§ Exercise A: Swap "silver bullet" for "master key" in the passage of the West Wing comment thread that opens with "Watching the West" and closes with "education. Stirring stuff.", and give that passage again.
§ Exercise B: Write what comes next in the comment thread about The West Wing, picking up after its final sentence.

Watching the West Wing made me sometimes weep at the reality. Obama still gives me hope though. He has to. Or we will go nuts.
I always remember Sam’s quote when talking about education : “Education is the silver bullet. Education is everything. We don’t need little changes. We need gigantic revolutionary changes. . . . Competition for the best teachers should be fierce. They should be getting six-figure salaries. Schools should be incredibly expensive for government and absolutely free of charge for its citizens, just like national defense. That’s my position….I just haven’t figured out how to do it yet.”
Yeah, I love that speech on education. Stirring stuff.
And at the risk of turning this into a West Wing quote-a-thon…
I think my favourite quote also comes from Sam, when he’s asked whether Bartlet should announce an imminent cure for cancer in the State of the Union:
Indeed.
[...] How Bartlet made me an idealist [...]
Glazed eye reminiscing of West Wing episodes is all well and good but don’t forget the cost of all this grand posturing. Jeffrey Skilling of Enron once thought that he was the smartest guy in the room yet headed up the collapse of what was, back then, one of the biggest corporate collapses in history. Let’s not forget that the ambition and over reaching from the Clinton administration lead to the sub prime fall out in the United States which did bring about the collapse of companies that make the demise of Enron look small.
Vision is one thing – action is what really counts. All we get from this Government is spin and rhetoric. A feel good message and a $900 cheque with the tax payer to pick up the bill.
I doubt Bartlet would think much of our so called “education revolution” or Rudd’s “fiscal conservatism”.
I missed this post last year. Nice to read it now. As a hopelessly idealistic liberal and West Wing tragic it’s nice to reminisce and to be reminded why I love the show – like the theme that runs through the series, the production itself was also terrifically smart.
PS I’d gone to bed the night the planes hit the WTC in New York and was recording the show. The ‘we interrupt with breaking news’ bit is embedded forever in my tape of that episode – a weird juxtapostion in so many ways.
Weird juxtaposition indeed.
Appreciate the comments, Kate. There has to be a home for us Bartlett-craving idealists somewhere…
“Intelligent thought, unencumbered, ends wars”
If only. How many brilliant dictators are there? I’d wager all of them are full-blown geniuses. I suppose one could make some roundabout argument that this actually refers to intelligence in the electorate, but I think even an engaged electorate can be oppressed, and the context suggests that we’re talking avout candidates, besides.

§ Collected data:
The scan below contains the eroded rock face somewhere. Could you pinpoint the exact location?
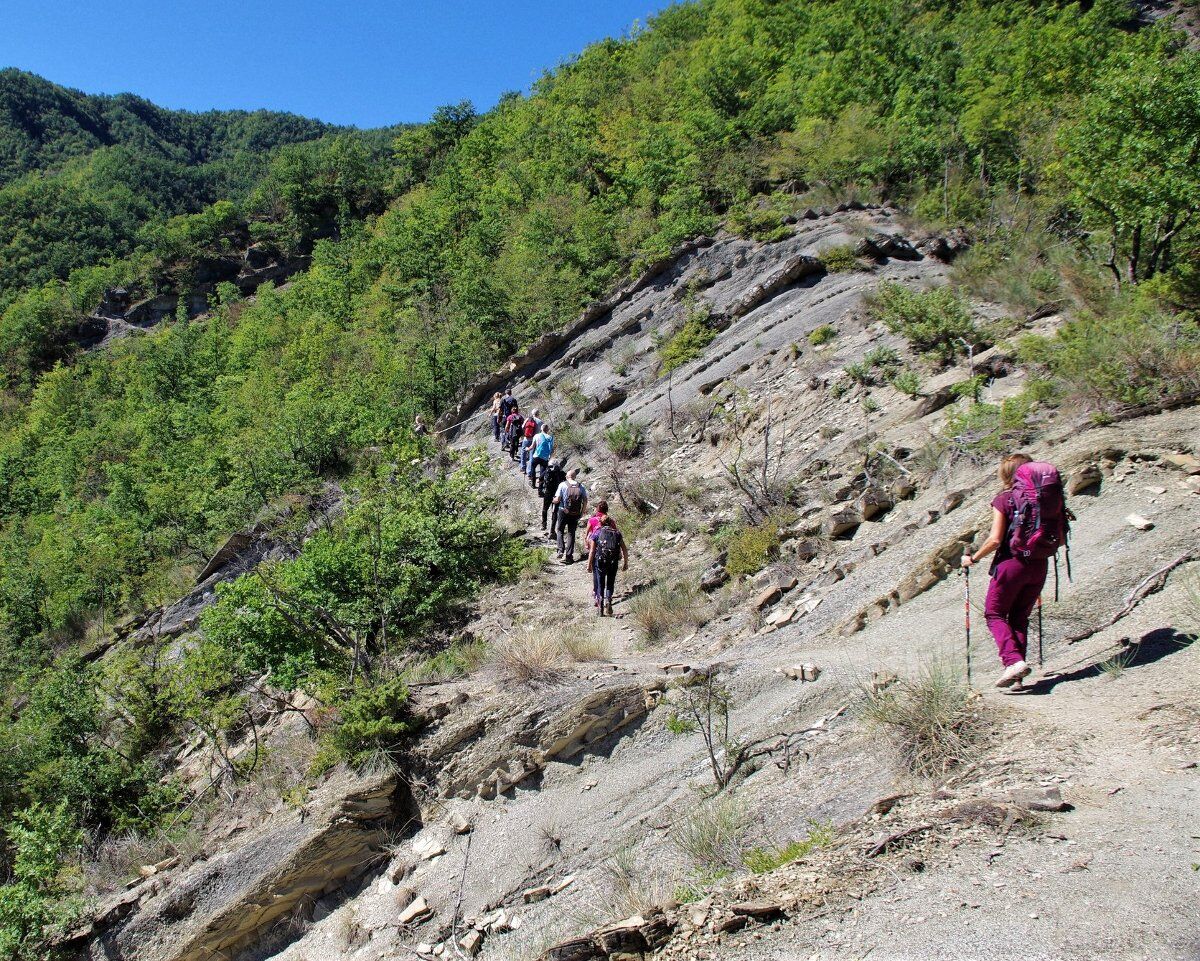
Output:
[77,774,419,961]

§ Task output A:
Watching the West Wing made me sometimes weep at the reality. Obama still gives me hope though. He has to. Or we will go nuts.
I always remember Sam’s quote when talking about education : “Education is the master key. Education is everything. We don’t need little changes. We need gigantic revolutionary changes. . . . Competition for the best teachers should be fierce. They should be getting six-figure salaries. Schools should be incredibly expensive for government and absolutely free of charge for its citizens, just like national defense. That’s my position….I just haven’t figured out how to do it yet.”
Yeah, I love that speech on education. Stirring stuff.

§ Task output B:
Anyway, speaking as a conservative who loves “The West Wing”, I only find myself only agreeing with about half of this article. Bartlet isn’t just a dream, he’s a pipe dream; in terms of character and intelligence, he’s someone I could get behind, but anyone pining for him is making the mistake of thinking that the only problem with the liberal ideology he represents is that it doesn’t have a forceful or intelligent enough spokesperson. Its real enemy is reality, which is always opposing all ideologies when they fail to go as planned (which is often). If Barlet were real, he’d have plenty of problems, and not just of the self-created variety, as we saw in TWW (IE: hiding his ailments).
Re: valuing intelligent and elitism. This is fine by itself, but the backlash against intelligence is actually a backlash against hubris, and a recognition that while some problems are the result of incompetence, plenty are the result of overthinking. You will scarcely find genuine brilliance unaccompanied by arrogance and a world-changing ambition, and such ambition doesn’t often stop at reforming the broken things, but the ones that genuinely work.
I think any electorate is bound to overcompensate, and it may well be that Americans do not value intelligence in their leaders as much as they should right now. But the backlash is still sensible in a lesser degree, and stems from the recognition that sometimes competence in our leaders is not enough — restraint and perspective can be just as important, and both are things your more modestly intelligent folk are a bit more likely to have than your typical super-genius.
Just my thoughts, of course.
Pardon the typos, I wrote that rather quickly.